▸ **Task details**
Please continue the passage on meditating with anxiety, starting right after its last sentence.

▸ **Passage**

----

How to meditate when you have anxiety?

Now that we know the science behind how meditation can help with anxiety, it is time to learn how indeed one can meditate while dealing with anxiety.

1. Meditation is de-concentration. Do not try to concentrate or focus when you sit down to meditate. Art of Living Founder and master teacher, Gurudev Sri Sri Ravi Shankar says, “Meditation is the art of doing nothing. It is not concentration. It is in fact de-concentration. The inner dimension unveiled by the practice of meditation deeply enriches us and its impact slowly spills over to all aspects of life. As prana or life force rises in the body, one starts to feel a transformation as a direct experience and not as a forced mental exercise. One starts becoming happier, creative, and more in command of their mind and emotions.”

2. Observe the thoughts. Simply observe thoughts as they come and go without getting drawn into them. Again and again, become aware of the thoughts. You’ll notice over time, that the frequency of your thoughts reduces.

“You cannot handle the mind from the level of the mind.”—Gurudev Sri Sri Ravi Shankar

3. Accept the mind. What you resist, persists in the mind. So the more you tell yourself to think in a certain way or to not have thoughts come into the mind, the more they are going to show up, and instead of meditating, you will end up wrestling with incessant thoughts all the time.

The best way to deal with this is to accept the thoughts and emotions, good or bad that come up during your meditation practice. Do not fight them or try to push them away. Sometimes, these thoughts or emotions are part of the cathartic process or emotional purging as you delve deeper into your consciousness. So what can you do with the stream of thoughts?

----

▸ **Information shown**
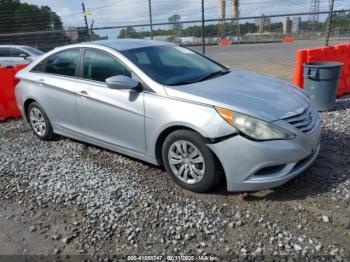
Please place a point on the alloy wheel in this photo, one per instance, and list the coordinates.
(186, 162)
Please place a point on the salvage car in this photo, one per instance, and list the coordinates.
(173, 107)
(11, 55)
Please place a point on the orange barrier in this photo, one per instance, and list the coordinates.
(8, 105)
(288, 39)
(335, 53)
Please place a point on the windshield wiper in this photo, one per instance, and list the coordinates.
(211, 75)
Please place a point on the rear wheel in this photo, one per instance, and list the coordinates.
(39, 122)
(189, 161)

----

▸ **Exercise answer**
4. Breathing or pranayamas and emotions. This mind of ours and the emotions that we experience are closely linked to the prana, or life force. When our prana fluctuates, our mind goes on an emotional roller coaster. When your prana is low, you are likely to feel negative emotions like sadness, anger, heaviness, regret, and overall negativity. When your prana is high, you experience positive emotions like joy, enthusiasm, and happiness.

Pranayama: Prana is the universal life force and ‘Ayama’ signifies regulation or extension or dimension. Pranayamas or breathing techniques are one of the most effective ways to prepare your body and mind for deeper meditation.

Ancient seers devised specific ways to regulate the breath for specific effects in the form of pranayamas. For example, if you cannot stop overthinking, try the Bhramari technique. If you are lacking in energy, a few rounds of bhastrika should do the trick.

Read more about pranayamas and how to do them here.

5. SKY breath. After practicing the pranayamas, you can settle down for meditation. If you want to learn a powerful way to handle the anxious mind, consider the Sudarshan Kriya Yoga breathing technique. It silences the mind and gives you a glimpse of an ocean of peace within you. Thereafter, for a few minutes meditation almost effortlessly happens.

6. Bring attention to the body. Become aware of the whole body, the whole breath, and even the area around the body. Feel the sensations of the body. You can try a body scan and bring awareness to each of the body parts. The idea is that just by focusing on the body, your mind automatically relaxes and your mind calms as you concentrate on the body.

7. Be kind to any anxious thoughts. Mindful.org tells us, “As we’re feeling into this body and mind, we may at times continue to experience some anxious thoughts, worries, fears, and there are times when we can use the practice of mindfulness, of inquiry, of investigating to discover potentially the underlying causes of our fears. If it appears that even after practicing the body scan and mindful breathing that we’re persisting with some anxious feelings, bringing attention to those feelings themselves now to acknowledge what’s being felt, feeling into the fear.”

Just keeping these few things in mind can help you move further along in your meditation journey. But at the end of the day, it is important to be kind to yourself on days when meditation seems like a failed endeavor. Remember it is not a ‘doing’ but meditation is a happening. Let it take its own time.